Your instructions: Output only the lines from the one holding "Target: clear plastic rain poncho" to the end of the data below, please, copied exactly.

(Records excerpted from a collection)

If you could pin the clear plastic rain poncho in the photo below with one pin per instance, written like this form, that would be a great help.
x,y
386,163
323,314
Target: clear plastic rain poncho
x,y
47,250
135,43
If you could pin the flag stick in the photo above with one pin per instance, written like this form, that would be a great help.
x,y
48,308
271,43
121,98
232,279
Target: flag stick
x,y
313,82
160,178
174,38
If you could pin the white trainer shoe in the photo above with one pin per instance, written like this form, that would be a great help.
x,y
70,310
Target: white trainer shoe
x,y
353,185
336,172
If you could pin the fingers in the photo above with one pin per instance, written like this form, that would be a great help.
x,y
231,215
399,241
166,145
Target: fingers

Solution to the problem:
Target: clear plastic rain poncho
x,y
47,250
135,43
If you could pin the flag stick in the photo above with one pin per instance, written like this form, that would be a great help.
x,y
48,308
271,43
121,98
232,279
Target: flag stick
x,y
313,82
160,178
174,38
If you could pin the white trainer shoe in the photo above with one pin per instance, written like this form, that would be a great help.
x,y
70,310
Target: white trainer shoe
x,y
353,185
336,172
If you could pin the fingers in the photo above with one pin per instance, written like this form, that would be a great help.
x,y
231,215
399,241
166,145
Target: fingers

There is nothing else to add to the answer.